Excerto fornecido
____
Que pensa do papel da Rússia no conflito sírio?
A Rússia persegue um objetivo puramente estratégico, não sei de que maneira exata pretende destruir o Daesh. Enquanto Bashar al Assad estiver no poder não haverá maneira de deter o Daesh, porque ele está a radicalizar muita gente.
Muitas vozes responsáveis apontam a Arábia Saudita e o Qatar como financiadores do Estado Islâmico. Qual é o seu papel no conflito?
A Arábia Saudita e o Qatar não financiaram o Daesh, mas contribuíram para radicalizar a oposição síria que queria expulsar Al Assad. Deram apoio para que essa oposição passasse do combate à ditadura para a luta contra os xiítas, financiaram a oposição democrática para que se tornasse sectária. A sua verdadeira responsabilidade não passa pelo Daesh.
Calcula-se em um milhão o número de pessoas refugiadas que chegaram à Europa fugindo da guerra e do Estado Islâmico. Como afetam o conflito as novas posições políticas sobre os refugiados, depois dos atentados de Paris?
Os refugiados fogem principalmente do regime, não só do Daesh. Na Síria há um morto às mãos do Estado Islâmico por cada sete falecidos às mãos do exército de Bashar Al Assad. Desde que a intervenção russa, em apoio a Al Assad, começou a saída de refugiados aumentou em 200.000 pessoas.
Qual é a reação do Daesh perante esta crise?
____
Dados fornecidos
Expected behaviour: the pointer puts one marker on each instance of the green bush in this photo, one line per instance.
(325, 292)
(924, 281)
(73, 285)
____
Tarefa
Indique todos os países mencionados pelo nome no excerto fornecido, pela ordem em que surgem pela primeira vez.

Resposta
Rússia, Arábia Saudita, Qatar e Síria.